**Job 1**: Report how many lines of the records contain the string "Query". Give only the number.
++++ Passage
Yeah, so um originally Satoshi Nakamoto thought Bitcoin would be a currency. So sometimes you'll hear it called a cryptocurrency. And he thought, well, this will replace the dollar. Um, but it hasn't happened that way because the price of Bitcoin, as we've discussed, is so volatile. So you wouldn't buy something with Bitcoin when, like in a few months, it's going to like perhaps double or triple in price. So then people started talking about Bitcoin as if it were like gold. They called it like digital gold. So, in other words, you could hold your value in Bitcoin. Um, and as other things like the dollar uh devalue, your your Bitcoin would hold its value. But that hasn't worked either because, like right now, um, Bitcoin has dropped uh in value by about two-thirds over the last few months, and the price of gold has gone through the roof. So it's not really digital gold. Um, in the book, I talk about it being essentially like a high-growth technology stock. So if you think about this just as a technology, which is what it is, and you just look at this as like, okay, this is going to be an extremely volatile stock that's kind of tracking our progress toward this crypto technology taking over the global financial system. I think that's the better way to think about it. And that's a more useful model that you could then use to uh put within your investing portfolio.
++++++++
++++ Supplied information
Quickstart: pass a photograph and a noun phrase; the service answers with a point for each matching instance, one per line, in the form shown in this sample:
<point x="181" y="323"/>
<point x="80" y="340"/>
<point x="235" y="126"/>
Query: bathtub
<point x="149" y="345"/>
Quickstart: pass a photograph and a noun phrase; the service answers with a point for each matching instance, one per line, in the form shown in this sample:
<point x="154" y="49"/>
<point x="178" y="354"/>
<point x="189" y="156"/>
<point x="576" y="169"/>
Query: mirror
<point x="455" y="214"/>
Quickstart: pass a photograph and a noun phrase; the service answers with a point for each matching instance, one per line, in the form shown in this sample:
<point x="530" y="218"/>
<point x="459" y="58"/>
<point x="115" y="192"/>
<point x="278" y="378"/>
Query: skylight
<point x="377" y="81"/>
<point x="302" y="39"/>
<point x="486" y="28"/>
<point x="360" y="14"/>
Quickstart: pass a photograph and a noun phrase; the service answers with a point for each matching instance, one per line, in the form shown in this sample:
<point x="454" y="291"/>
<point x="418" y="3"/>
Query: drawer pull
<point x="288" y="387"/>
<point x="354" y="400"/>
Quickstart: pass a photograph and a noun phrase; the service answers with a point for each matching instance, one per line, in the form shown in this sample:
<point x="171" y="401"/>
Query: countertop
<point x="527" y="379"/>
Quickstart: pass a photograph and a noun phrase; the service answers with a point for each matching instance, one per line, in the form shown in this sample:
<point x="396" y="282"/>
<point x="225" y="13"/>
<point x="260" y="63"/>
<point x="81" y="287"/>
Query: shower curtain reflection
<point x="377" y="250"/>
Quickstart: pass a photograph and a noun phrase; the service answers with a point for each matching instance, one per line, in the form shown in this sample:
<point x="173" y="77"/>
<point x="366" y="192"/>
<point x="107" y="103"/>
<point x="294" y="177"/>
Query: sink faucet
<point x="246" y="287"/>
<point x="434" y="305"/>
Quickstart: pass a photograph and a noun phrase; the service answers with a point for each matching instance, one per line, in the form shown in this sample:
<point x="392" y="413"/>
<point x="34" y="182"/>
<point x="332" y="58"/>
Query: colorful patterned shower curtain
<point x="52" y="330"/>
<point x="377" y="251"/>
++++++++
**Job 2**: In the Bitcoin passage, by about how much has Bitcoin dropped in value over the last few months?

**Full output 1**: 8

**Full output 2**: By about two-thirds.